→ **Task to carry out**: Retype all of the records below line for line, changing nothing.

--------------------------------------------------

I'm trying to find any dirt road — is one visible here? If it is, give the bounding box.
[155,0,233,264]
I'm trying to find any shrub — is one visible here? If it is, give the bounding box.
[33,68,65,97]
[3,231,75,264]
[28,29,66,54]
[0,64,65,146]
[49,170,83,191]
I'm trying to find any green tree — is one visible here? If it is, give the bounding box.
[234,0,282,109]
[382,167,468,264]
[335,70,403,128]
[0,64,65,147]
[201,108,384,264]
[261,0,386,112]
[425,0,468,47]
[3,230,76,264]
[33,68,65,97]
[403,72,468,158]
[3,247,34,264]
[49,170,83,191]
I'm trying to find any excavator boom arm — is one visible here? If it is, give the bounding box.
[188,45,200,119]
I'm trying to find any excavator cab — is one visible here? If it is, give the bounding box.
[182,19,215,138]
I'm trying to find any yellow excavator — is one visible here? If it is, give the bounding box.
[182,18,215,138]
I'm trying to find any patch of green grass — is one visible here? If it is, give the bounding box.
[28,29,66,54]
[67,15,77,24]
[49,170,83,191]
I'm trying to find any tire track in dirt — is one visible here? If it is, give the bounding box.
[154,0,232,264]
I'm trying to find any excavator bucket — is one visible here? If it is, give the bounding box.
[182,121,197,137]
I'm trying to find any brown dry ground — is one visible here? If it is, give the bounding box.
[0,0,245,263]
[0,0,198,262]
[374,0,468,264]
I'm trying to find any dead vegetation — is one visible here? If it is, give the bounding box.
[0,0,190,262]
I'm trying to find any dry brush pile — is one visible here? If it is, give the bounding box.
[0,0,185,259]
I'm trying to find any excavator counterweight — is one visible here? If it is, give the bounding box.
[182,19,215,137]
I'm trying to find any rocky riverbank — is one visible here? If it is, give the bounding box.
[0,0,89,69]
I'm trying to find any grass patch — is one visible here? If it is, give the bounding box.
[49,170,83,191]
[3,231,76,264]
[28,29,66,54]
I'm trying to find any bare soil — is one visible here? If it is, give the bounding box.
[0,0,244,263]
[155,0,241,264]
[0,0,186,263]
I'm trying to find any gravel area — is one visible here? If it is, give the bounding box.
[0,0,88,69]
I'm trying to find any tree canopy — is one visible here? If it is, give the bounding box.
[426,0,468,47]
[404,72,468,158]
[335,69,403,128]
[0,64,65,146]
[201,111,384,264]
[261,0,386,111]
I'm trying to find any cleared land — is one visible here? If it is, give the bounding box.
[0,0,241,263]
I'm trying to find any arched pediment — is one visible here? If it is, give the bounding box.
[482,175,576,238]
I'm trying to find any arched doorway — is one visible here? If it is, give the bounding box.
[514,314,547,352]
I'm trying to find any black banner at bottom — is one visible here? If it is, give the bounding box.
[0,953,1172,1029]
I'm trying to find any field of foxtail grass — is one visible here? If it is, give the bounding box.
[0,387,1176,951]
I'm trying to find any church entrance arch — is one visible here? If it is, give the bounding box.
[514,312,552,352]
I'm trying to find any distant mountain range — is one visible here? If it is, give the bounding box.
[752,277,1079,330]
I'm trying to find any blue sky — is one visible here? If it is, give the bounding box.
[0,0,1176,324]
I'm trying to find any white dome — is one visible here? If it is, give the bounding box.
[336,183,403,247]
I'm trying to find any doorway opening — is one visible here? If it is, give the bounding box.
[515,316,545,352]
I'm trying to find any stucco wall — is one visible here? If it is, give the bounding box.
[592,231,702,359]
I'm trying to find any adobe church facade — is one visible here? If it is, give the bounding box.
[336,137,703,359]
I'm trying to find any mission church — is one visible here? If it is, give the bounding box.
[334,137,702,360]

--------------------------------------------------

→ **The response**:
I'm trying to find any dirt road — is one visible here? If it is, give the bounding box.
[155,0,233,264]
I'm trying to find any shrub — is one visible here? If it is, give the bounding box.
[33,68,65,97]
[3,231,75,264]
[28,29,66,54]
[0,64,65,146]
[49,170,83,191]
I'm trying to find any green tree — is one visible here? If it is, give the bounding box.
[234,0,282,109]
[382,167,468,264]
[335,70,403,128]
[0,64,65,147]
[201,108,384,264]
[261,0,386,112]
[425,0,468,47]
[3,230,76,264]
[33,68,65,97]
[403,72,468,158]
[3,247,34,264]
[49,170,83,191]
I'm trying to find any excavator boom arm — is one visible here? If it is, give the bounding box.
[188,45,200,119]
I'm trying to find any excavator cab — is one visible here? If it is, give the bounding box.
[182,19,215,138]
I'm trying to find any yellow excavator — is one visible here? If it is, give the bounding box.
[182,18,215,138]
I'm trying to find any patch of green grass — is one visible here? If it is, give the bounding box.
[28,29,66,54]
[67,15,77,24]
[49,170,83,191]
I'm trying to find any tire track in dirt — is one visible here? If it is, give the bounding box.
[154,0,232,264]
I'm trying to find any excavator bucket — is one visible here? If it is, give the bounding box.
[182,121,197,137]
I'm trying to find any brown dry ground — is one visible here? If it is, give the bounding box.
[0,0,245,263]
[0,0,198,262]
[374,0,468,264]
I'm trying to find any dead vegetation — is one visible here? If it is, give the bounding box.
[0,0,190,262]
I'm trying to find any dry brush pile — is one visible here? If it is, give the bounding box.
[0,0,185,259]
I'm trying to find any excavator counterweight — is one visible here? If it is, give the bounding box.
[182,19,215,137]
I'm trying to find any rocky riverbank — is one visible here? If it is, give the bounding box.
[0,0,89,69]
I'm trying to find any grass patch — is one visible here? If it is, give the bounding box.
[49,170,83,191]
[3,231,76,264]
[28,29,66,54]
I'm trying to find any bare soil — is one visible here? If it is, give the bounding box.
[0,0,244,263]
[155,0,241,264]
[0,0,186,263]
I'm trying to find any gravel area — is one visible here? If it is, give the bounding box.
[0,0,88,69]
I'm trying to find any tree canopy — is one visible here? If it is, give the bounding box.
[426,0,468,47]
[404,72,468,158]
[335,69,403,128]
[0,64,65,146]
[201,111,384,264]
[261,0,386,111]
I'm trying to find any cleared land — is one visible here? If it is, give the bounding box.
[0,0,241,263]
I'm trying to find any arched pediment — is one visible here? If it is, give the bounding box.
[482,175,576,238]
I'm trying to find any arched doorway — is one visible here? If it is, give the bounding box.
[514,314,547,352]
I'm trying to find any black banner at bottom — is one visible here? If it is, give the bounding box.
[0,953,1172,1029]
I'm trying to find any field of foxtail grass — is one visible here? If it is, give the bounding box.
[0,387,1176,951]
I'm trying to find any church entrance arch — is one visible here? If it is, give the bounding box.
[514,312,552,352]
I'm trying to find any distant mountain range — is one visible here? If it is, give the bounding box.
[752,277,1079,330]
I'm trying to find any blue sky — is one visible here? If it is, give the bounding box.
[0,0,1176,324]
I'm trying to find any white dome — is one visible here? If it is, give the bounding box.
[336,183,403,247]
I'm trying to find any doorway opening — is one visible here? If it is, give the bounding box.
[515,316,545,352]
I'm trying to find any stucco wall — is one visible here? If it is, give the bounding box.
[592,231,702,359]
I'm trying to find any adobe church facade — is one visible here? If it is, give the bounding box.
[336,137,703,359]
I'm trying to find any mission church — is one visible here? If it is, give the bounding box.
[334,137,702,360]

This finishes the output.